- _EXERCISES_
**a)** Reproduce the passage on children's allocation choices verbatim, starting at "Model B has" and ending at "4, Table S4b).".
**b)** Extend the passage on children's allocation choices across populations, picking up right after its final sentence.

Model B has a DIC weight of 0.94 for the PG, meaning it has a 0.94 probability of being the best model for this task. This model indicates that development very likely differed across the social and asocial conditions but that differences across populations were likely small. In contrast, model D is the best fit for the CSG, indicating that development likely varied substantially across the social and asocial conditions and also across our six populations. Model C (without including actor ID as a random effect) had a 0.95 probability of being the best model for FAM1 social, suggesting that here, too, development varied substantially across populations. We obtain the same best-fit models when we include actor sex as a covariate in our regression models and when we focus only on children 5–10 y of age (SI Appendix, Appendix 4, Table S4b).
Fig. 1 plots how model B estimates the probability that children select the 1/1 outcome in the PG as a function of age, for both the social and asocial conditions. Fig. 2 plots how model D estimates the probability that children from different populations select the 1/1 outcome in the CSG as a function of age, for both the social condition (Fig. 2A) and the asocial condition (Fig. 2B). Fig. 3 plots how model C estimates the probability that children from different populations select the 2/2 outcome in FAM1 social as a function of age. Fully specified models used to plot Figs. 1–3 are provided in SI Appendix, Appendix 4.
Fig. 1.
Fig. 2.
Fig. 3.
Figs. 1–3 reveal a number of important developmental patterns. Fig. 1 depicts the effects of condition in the PG, showing that across all populations there is a general tendency for children to select 1/1 more frequently in the social condition than in the asocial condition and that this effect of condition increases with age. In the PG asocial, the probability of selecting 1/1 doesn’t deviate from 0.5 (chance) across the entire age range, whereas in the PG social, the probability of 1/1 choices increases monotonically across the age range, rising above the probability of 1/1 choices in the PG asocial by about age 6–7.
For the CSG, our model selection procedure indicates that we must consider both condition and population to fully understand children’s behavior, and Fig. 2 plots separate age functions for each population in both conditions. In the CSG social (Fig. 2A) there is considerable conformity across populations before middle childhood, with children in all groups becoming less likely to select the 1/1 outcome up until about middle childhood. After this point, the societies begin to diverge, as children in some groups become relatively more likely to select 1/1. The extent of the increase in prosociality among older children varies considerably across populations, but the model’s predictions about the behavior of older children roughly corresponds to the actual behavior of adults from the same population in the same task (colored dots on the right side of Fig. 2A). Variation across groups in adults’ behavior in the CSG also matches population-level variation in anonymous dictator games (6), and this suggests that children’s behavior in the CSG reflects the same kinds of preferences that are captured by other allocation games with adults and children (SI Appendix, Appendix 8). See SI Appendix, Appendix 5 for additional discussion and analyses showing that these effects are not due to small samples and for a version of Fig. 2A that provides means and SEs for children’s choices for each population across three age groups (3–5 y, 6–8 y, 9–14 y).

- _LISTING_
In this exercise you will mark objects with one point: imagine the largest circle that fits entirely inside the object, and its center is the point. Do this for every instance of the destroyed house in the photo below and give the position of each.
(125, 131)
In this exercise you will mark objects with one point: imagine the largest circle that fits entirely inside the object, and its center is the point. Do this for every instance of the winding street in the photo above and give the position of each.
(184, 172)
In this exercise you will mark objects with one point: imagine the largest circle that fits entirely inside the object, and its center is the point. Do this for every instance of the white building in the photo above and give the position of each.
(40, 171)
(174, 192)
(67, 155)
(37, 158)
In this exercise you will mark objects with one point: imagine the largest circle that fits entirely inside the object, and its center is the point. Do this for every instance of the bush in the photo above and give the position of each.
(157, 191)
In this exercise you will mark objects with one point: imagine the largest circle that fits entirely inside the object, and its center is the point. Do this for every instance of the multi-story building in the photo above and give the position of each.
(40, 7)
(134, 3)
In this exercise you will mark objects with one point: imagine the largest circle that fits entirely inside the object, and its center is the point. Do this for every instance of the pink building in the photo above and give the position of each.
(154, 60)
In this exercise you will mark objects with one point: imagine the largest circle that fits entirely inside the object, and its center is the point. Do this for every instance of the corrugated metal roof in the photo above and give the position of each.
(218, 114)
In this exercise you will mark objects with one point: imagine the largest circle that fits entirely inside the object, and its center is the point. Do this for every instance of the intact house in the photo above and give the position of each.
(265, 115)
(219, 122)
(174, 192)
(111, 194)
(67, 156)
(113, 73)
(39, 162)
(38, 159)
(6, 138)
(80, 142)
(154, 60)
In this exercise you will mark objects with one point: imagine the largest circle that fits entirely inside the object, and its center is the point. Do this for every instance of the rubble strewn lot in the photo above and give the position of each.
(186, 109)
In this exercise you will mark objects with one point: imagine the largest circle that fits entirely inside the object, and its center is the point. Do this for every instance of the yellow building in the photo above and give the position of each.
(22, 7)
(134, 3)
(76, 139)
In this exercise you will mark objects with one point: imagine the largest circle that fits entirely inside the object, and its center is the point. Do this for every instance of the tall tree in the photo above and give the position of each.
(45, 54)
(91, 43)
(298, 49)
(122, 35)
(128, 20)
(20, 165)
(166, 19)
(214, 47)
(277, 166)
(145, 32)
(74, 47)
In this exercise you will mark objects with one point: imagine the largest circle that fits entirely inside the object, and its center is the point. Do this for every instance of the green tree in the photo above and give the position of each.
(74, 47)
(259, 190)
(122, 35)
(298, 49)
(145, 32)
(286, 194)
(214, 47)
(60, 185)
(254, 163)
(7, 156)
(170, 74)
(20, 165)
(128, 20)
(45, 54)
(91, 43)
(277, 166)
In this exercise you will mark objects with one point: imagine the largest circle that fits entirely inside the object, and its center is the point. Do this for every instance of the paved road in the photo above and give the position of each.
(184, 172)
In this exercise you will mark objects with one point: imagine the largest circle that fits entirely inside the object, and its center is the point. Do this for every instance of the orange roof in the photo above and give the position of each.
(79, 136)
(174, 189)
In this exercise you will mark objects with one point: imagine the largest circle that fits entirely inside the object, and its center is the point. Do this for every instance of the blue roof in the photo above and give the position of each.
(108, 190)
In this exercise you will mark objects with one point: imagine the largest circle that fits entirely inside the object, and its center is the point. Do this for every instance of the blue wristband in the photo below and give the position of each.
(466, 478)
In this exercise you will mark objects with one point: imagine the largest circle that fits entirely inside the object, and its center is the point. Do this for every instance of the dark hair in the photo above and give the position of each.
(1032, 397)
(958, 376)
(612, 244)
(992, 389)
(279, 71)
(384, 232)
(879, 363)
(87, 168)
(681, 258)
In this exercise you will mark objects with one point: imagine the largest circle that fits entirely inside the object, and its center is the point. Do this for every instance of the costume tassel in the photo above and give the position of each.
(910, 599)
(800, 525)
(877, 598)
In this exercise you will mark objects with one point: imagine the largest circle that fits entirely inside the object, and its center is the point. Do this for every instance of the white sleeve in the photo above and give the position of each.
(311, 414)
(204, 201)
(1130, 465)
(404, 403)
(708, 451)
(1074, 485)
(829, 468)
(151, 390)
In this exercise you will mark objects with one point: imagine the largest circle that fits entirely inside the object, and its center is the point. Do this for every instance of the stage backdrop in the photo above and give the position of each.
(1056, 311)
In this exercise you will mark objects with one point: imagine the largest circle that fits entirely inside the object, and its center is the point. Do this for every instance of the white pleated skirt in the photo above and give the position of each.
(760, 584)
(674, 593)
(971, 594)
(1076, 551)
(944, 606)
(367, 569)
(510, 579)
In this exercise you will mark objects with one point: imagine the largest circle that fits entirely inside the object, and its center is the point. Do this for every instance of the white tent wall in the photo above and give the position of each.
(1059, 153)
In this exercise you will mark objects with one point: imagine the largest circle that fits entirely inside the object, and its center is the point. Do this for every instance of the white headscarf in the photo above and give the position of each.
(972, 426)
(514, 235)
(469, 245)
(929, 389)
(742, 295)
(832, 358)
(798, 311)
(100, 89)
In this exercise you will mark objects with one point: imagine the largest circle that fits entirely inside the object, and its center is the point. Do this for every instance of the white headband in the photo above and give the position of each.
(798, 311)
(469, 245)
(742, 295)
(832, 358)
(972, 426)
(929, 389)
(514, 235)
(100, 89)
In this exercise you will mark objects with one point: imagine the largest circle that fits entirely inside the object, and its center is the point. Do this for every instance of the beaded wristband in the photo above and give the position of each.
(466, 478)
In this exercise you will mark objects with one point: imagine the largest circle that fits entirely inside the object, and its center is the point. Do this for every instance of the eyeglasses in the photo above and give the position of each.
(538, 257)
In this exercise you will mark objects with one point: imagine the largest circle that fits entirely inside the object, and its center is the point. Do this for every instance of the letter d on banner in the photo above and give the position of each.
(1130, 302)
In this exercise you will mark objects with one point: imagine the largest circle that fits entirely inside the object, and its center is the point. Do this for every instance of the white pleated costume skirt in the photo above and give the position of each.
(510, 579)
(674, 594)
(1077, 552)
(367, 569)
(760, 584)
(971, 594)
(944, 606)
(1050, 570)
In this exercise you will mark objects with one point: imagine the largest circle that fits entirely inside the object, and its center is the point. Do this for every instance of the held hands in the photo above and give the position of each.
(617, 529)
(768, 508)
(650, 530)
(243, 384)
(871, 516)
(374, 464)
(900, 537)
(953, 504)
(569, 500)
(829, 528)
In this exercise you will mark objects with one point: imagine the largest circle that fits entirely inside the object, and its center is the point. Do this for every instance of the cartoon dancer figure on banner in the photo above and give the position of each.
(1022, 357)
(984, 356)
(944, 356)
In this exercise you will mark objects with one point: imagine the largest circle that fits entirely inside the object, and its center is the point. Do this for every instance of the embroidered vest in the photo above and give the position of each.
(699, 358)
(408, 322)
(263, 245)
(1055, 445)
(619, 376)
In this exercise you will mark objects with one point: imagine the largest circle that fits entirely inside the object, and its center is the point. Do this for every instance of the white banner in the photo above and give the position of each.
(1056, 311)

- _IN RESPONSE_
**a)**
Model B has a DIC weight of 0.94 for the PG, meaning it has a 0.94 probability of being the best model for this task. This model indicates that development very likely differed across the social and asocial conditions but that differences across populations were likely small. In contrast, model D is the best fit for the CSG, indicating that development likely varied substantially across the social and asocial conditions and also across our six populations. Model C (without including actor ID as a random effect) had a 0.95 probability of being the best model for FAM1 social, suggesting that here, too, development varied substantially across populations. We obtain the same best-fit models when we include actor sex as a covariate in our regression models and when we focus only on children 5–10 y of age (SI Appendix, Appendix 4, Table S4b).

**b)**
In the CSG asocial (Fig. 2B), across populations, the probability of selecting 1/1 is below 0.5 for almost the entire age range, and either drops or remains generally flat as age increases. There are some differences in the shape of the age functions across populations, but they are qualitatively similar in that they reveal a common tendency to choose 2/0 across our age range, a pattern that starkly contrasts both with the greater likelihood of 1/1 choices in the CSG social and with the substantial population variation in the development of children’s likelihood of selecting 1/1 (Fig. 2A).
Fig. 3 depicts the probability of children’s choices of 2/2 (the income-maximizing option) in FAM1 social, which is our proxy measure of children’s comprehension of the task. There are some differences in the age trajectories across societies, but the overall pattern is that children are likely to select 2/2, and this likelihood increases with age. Looking across groups, children show systematic preferences for 2/2 over 1/1 by about age 5 (see SI Appendix, Appendix 7 for details and CIs). Thus, we assume that children across societies understand this task by at least this age, and when we repeat our model selection procedure with those subjects who selected 2/2 in FAM1 social, we obtain the same qualitative patterns as obtained from the full sample (SI Appendix, Appendix 4, Table S4b). We also note that because our methods use face-to-face interactions and the immediate distribution of real food rewards, our task is likely more easily understood by children than tasks that use participants that are anonymous or present only in photographs.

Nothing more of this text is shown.